TASK REQUIREMENTS:
Reproduce the entries that follow, exactly and in full.

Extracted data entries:
....................

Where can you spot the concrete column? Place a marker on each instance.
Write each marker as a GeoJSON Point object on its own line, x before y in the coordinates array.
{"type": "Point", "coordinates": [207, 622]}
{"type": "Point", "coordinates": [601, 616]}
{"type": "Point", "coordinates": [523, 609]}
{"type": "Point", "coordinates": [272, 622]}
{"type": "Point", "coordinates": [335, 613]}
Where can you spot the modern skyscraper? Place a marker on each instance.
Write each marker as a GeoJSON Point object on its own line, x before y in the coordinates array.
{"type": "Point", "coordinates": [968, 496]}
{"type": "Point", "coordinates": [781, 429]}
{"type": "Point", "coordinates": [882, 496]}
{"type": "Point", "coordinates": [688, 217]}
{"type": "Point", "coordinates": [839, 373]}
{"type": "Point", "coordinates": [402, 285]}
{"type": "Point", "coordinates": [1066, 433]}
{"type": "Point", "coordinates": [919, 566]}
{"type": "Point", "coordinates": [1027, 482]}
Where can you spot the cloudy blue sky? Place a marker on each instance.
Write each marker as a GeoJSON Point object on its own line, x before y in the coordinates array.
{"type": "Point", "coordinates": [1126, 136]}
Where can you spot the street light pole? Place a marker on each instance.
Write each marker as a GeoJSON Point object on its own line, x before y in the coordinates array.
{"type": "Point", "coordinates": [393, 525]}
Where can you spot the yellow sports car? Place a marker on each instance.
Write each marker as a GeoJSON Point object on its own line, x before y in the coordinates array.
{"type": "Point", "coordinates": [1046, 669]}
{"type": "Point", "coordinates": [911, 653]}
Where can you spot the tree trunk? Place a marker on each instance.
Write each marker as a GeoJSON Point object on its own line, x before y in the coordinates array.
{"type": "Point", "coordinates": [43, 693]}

....................

ANSWER TO THIS TASK:
Where can you spot the concrete column? Place a marker on each instance.
Write each marker as a GeoJSON Point object on its own line, x before y in the coordinates array.
{"type": "Point", "coordinates": [207, 622]}
{"type": "Point", "coordinates": [601, 616]}
{"type": "Point", "coordinates": [523, 609]}
{"type": "Point", "coordinates": [272, 622]}
{"type": "Point", "coordinates": [335, 613]}
Where can you spot the modern skyscraper? Place a marker on each instance.
Write each marker as a GeoJSON Point object on its own line, x before y in the coordinates array.
{"type": "Point", "coordinates": [968, 496]}
{"type": "Point", "coordinates": [781, 429]}
{"type": "Point", "coordinates": [882, 496]}
{"type": "Point", "coordinates": [688, 217]}
{"type": "Point", "coordinates": [839, 373]}
{"type": "Point", "coordinates": [402, 285]}
{"type": "Point", "coordinates": [1066, 433]}
{"type": "Point", "coordinates": [919, 566]}
{"type": "Point", "coordinates": [1027, 482]}
Where can you spot the cloudy blue sky? Place a marker on each instance.
Write each marker as a GeoJSON Point object on its own line, x before y in the coordinates array.
{"type": "Point", "coordinates": [1126, 136]}
Where can you spot the street light pole? Place a marker on each instance.
Write each marker as a GeoJSON Point object on its own line, x before y in the coordinates array.
{"type": "Point", "coordinates": [393, 525]}
Where can you spot the yellow sports car? Place a marker on each instance.
Write each marker as a GeoJSON Point object on its own line, x before y in the coordinates array.
{"type": "Point", "coordinates": [1046, 669]}
{"type": "Point", "coordinates": [911, 653]}
Where can you spot the tree trunk? Place a marker on each instance.
Write each marker as a GeoJSON Point object on its own line, x before y in the coordinates array.
{"type": "Point", "coordinates": [43, 693]}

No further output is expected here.